# [Given passage]
— START —

Michael Collins: A ticking five-year time bomb

Michael Collins: A ticking five-year time bomb

Michael Collins

A Scottish appeal court decision on time bar should provide a stark warning for the construction sector, argues Michael Collins.

Five years. That’s how long a party has to make a claim for damages under the Scottish law of prescription (time bar). But when, exactly, does that clock start ticking?

The simple rule is that the clock starts when the party suffers a loss due to someone’s breach of duty.  But in reality, the law is anything but simple.  And, given a recent ruling by the Scottish appeal court, project managers need to be on the front foot when working on Scottish projects, given the significant differences between Scottish and English law when it comes to time bar.



First, some background. The relevant legislation (the Prescription & Limitation (Scotland) Act 1973 “the 1973 Act”) specifies important exceptions:

  • Section 11(3) allows the beginning of the time bar period to be postponed where the claimant doesn’t know, and couldn’t with reasonable diligence have been expected to discover, that it had suffered a loss.

— END —

# [Dataset section]
— START —

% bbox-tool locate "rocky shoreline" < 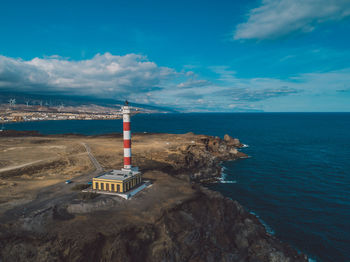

— END —

Print the article on Scottish time bar word for word, from its title through the last line.

# [Answer]
Michael Collins: A ticking five-year time bomb

Michael Collins: A ticking five-year time bomb

Michael Collins

A Scottish appeal court decision on time bar should provide a stark warning for the construction sector, argues Michael Collins.

Five years. That’s how long a party has to make a claim for damages under the Scottish law of prescription (time bar). But when, exactly, does that clock start ticking?

The simple rule is that the clock starts when the party suffers a loss due to someone’s breach of duty.  But in reality, the law is anything but simple.  And, given a recent ruling by the Scottish appeal court, project managers need to be on the front foot when working on Scottish projects, given the significant differences between Scottish and English law when it comes to time bar.



First, some background. The relevant legislation (the Prescription & Limitation (Scotland) Act 1973 “the 1973 Act”) specifies important exceptions:

  • Section 11(3) allows the beginning of the time bar period to be postponed where the claimant doesn’t know, and couldn’t with reasonable diligence have been expected to discover, that it had suffered a loss.